::: Given data

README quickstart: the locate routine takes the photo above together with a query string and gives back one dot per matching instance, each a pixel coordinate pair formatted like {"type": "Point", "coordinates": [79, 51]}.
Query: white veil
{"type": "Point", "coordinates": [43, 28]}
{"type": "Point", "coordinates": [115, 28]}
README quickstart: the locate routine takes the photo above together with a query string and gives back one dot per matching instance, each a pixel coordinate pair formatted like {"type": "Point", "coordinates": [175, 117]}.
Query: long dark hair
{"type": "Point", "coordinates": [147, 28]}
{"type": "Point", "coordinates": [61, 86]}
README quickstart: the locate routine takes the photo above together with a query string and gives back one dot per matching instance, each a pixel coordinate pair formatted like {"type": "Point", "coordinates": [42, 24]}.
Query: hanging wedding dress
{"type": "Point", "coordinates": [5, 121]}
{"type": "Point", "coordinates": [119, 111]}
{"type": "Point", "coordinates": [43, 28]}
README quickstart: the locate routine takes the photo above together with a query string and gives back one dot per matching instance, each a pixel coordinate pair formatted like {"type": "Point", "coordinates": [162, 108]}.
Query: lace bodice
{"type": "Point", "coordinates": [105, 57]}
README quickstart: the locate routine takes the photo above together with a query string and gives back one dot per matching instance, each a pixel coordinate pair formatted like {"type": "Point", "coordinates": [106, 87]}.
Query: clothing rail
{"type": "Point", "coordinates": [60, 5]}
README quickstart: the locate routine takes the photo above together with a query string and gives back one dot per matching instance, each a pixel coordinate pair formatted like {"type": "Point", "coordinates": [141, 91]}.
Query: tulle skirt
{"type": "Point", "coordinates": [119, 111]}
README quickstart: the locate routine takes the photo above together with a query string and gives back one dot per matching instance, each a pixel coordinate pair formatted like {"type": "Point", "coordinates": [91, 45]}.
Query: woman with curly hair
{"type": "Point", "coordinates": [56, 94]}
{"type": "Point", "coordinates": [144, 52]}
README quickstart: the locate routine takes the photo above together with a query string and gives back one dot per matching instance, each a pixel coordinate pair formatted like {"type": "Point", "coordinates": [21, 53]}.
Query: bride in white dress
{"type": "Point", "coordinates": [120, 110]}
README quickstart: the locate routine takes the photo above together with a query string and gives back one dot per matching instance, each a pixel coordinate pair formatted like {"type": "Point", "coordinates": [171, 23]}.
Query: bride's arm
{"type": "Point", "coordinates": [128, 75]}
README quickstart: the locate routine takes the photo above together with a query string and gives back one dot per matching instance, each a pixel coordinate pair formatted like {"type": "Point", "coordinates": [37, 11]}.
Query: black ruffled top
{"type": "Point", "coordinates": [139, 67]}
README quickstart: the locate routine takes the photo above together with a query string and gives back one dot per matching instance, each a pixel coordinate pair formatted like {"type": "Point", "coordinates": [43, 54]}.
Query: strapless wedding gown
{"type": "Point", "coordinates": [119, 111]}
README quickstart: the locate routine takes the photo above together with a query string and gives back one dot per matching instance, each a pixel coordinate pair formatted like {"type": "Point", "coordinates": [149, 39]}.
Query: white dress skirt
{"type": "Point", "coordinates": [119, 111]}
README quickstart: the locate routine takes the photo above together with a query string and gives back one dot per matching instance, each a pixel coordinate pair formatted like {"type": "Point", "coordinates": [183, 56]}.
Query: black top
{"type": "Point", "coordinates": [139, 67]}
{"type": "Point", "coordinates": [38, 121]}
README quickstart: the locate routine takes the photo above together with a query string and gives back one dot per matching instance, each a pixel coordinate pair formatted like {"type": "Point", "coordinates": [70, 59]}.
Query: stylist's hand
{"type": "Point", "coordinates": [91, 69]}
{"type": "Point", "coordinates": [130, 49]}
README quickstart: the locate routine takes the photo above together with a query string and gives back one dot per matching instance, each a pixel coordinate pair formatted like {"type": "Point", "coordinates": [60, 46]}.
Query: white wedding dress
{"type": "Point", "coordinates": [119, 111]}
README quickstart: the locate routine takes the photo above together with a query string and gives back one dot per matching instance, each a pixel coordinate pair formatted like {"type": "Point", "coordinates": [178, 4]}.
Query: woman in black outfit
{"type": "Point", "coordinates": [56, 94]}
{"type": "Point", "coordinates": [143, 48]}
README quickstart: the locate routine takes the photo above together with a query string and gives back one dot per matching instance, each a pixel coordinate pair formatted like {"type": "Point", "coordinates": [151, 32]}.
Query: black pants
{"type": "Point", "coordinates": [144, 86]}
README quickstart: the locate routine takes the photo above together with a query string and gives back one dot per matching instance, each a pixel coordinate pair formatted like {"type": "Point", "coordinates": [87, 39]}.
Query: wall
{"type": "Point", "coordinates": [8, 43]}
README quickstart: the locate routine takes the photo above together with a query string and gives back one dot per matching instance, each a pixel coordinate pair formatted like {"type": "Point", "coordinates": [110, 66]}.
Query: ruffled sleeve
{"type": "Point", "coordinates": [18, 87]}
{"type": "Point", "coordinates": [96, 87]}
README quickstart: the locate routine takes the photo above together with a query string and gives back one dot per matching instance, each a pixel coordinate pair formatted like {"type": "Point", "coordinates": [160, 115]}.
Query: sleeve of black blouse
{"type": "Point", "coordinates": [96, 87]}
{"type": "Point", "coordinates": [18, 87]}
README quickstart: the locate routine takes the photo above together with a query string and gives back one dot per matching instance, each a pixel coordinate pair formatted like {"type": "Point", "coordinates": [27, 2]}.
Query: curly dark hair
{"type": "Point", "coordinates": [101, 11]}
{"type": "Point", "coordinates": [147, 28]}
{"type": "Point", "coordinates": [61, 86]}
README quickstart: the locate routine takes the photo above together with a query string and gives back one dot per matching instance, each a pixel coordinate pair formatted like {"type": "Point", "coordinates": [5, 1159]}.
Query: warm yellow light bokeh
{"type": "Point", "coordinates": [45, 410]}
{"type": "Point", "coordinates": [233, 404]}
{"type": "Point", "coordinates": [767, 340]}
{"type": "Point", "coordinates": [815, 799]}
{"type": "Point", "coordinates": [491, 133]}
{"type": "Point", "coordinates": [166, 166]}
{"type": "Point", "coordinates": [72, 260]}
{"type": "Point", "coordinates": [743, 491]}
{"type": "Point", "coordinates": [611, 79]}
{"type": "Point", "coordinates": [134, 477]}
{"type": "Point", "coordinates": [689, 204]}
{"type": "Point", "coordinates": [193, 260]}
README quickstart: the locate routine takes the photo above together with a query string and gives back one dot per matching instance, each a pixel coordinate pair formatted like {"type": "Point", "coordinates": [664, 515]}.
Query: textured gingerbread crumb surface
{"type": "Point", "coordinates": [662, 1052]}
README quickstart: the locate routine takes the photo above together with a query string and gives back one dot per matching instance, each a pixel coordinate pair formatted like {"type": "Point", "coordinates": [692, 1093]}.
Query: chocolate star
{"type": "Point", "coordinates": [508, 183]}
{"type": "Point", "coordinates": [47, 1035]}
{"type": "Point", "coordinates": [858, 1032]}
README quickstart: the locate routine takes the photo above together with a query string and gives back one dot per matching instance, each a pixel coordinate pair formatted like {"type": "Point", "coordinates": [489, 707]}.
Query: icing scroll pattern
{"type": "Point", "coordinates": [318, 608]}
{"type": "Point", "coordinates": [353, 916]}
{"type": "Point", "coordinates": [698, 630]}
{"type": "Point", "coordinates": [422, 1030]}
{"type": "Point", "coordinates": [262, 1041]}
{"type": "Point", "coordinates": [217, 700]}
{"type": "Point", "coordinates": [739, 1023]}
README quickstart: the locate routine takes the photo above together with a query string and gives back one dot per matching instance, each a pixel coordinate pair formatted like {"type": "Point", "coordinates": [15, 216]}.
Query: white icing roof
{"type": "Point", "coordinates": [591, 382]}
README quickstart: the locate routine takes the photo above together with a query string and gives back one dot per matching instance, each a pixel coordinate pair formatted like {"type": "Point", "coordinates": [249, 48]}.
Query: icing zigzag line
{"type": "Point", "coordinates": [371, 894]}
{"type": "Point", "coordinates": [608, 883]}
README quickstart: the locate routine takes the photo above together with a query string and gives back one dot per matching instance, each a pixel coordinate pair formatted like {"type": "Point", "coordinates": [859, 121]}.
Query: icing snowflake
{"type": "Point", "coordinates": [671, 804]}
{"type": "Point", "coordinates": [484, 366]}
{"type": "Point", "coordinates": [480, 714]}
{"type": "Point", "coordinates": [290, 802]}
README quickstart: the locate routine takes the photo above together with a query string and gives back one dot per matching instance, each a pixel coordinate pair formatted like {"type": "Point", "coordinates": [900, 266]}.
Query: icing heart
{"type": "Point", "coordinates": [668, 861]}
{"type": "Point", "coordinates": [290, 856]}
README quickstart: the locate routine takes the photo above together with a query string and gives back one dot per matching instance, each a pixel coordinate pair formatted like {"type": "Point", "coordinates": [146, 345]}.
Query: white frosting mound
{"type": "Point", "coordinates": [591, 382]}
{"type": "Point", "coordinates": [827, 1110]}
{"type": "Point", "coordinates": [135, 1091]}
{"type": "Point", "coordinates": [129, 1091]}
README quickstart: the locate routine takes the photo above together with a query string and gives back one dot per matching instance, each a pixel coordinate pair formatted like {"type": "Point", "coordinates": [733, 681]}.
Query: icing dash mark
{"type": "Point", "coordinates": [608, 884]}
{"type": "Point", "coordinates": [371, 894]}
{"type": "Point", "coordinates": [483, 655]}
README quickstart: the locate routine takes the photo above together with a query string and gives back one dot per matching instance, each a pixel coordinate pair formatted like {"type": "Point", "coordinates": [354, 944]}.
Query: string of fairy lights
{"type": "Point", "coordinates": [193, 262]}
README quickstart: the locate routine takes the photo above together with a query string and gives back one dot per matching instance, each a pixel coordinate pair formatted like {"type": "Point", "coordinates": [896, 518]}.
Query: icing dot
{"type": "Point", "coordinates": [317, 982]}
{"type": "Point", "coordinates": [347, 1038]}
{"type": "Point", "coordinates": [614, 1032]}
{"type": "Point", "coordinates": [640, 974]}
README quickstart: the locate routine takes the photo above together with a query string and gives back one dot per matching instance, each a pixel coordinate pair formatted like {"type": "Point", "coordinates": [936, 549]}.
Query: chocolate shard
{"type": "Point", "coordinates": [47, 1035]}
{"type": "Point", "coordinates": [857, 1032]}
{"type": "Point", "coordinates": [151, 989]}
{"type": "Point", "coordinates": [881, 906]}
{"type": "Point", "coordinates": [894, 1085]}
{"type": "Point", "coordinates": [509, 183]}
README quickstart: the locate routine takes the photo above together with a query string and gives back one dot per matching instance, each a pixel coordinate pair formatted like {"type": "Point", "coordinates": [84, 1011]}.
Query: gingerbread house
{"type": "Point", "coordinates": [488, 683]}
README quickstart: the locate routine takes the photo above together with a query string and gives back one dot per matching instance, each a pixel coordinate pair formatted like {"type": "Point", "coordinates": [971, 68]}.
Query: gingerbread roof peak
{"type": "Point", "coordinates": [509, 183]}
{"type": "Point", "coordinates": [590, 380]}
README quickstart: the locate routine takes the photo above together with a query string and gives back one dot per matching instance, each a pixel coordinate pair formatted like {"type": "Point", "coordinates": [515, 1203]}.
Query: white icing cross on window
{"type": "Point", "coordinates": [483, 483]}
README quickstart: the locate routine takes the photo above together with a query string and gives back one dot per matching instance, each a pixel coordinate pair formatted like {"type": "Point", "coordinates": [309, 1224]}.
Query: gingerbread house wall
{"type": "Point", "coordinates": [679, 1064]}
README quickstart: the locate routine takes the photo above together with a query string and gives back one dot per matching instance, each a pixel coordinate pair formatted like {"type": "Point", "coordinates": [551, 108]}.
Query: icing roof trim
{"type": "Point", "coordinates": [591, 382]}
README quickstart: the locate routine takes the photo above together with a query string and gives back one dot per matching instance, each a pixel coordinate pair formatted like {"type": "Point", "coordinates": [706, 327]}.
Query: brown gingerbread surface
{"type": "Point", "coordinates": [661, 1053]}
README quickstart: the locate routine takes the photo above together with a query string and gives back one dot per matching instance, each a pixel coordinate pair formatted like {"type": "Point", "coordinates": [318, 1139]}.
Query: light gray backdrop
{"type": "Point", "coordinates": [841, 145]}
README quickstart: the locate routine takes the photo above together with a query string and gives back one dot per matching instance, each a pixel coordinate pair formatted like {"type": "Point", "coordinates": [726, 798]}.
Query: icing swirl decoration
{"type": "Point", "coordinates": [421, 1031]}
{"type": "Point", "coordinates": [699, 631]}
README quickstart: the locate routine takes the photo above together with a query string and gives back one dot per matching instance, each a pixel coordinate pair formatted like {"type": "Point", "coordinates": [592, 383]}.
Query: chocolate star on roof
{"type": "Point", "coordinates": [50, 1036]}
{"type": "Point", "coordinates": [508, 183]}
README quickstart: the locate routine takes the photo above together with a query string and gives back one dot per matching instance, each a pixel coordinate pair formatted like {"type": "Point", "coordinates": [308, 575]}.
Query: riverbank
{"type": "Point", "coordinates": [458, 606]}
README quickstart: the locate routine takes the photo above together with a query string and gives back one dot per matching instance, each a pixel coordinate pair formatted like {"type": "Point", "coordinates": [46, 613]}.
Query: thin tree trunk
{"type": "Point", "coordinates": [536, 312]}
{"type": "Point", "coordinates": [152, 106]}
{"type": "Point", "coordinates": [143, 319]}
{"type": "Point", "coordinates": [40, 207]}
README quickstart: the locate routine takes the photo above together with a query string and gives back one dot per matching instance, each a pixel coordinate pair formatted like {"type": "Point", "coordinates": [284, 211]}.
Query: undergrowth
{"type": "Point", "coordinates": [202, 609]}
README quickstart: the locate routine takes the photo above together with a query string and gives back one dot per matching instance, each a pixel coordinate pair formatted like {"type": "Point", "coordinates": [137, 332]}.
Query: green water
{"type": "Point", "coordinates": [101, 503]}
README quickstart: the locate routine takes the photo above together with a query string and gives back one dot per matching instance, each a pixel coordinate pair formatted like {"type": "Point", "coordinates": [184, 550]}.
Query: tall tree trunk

::::::

▶ _Task goal_
Pick out every line of the listing above that contains the string “curly”, where case counts.

▶ _Solution for this exercise_
Query: woman with curly hair
Query: curly dark hair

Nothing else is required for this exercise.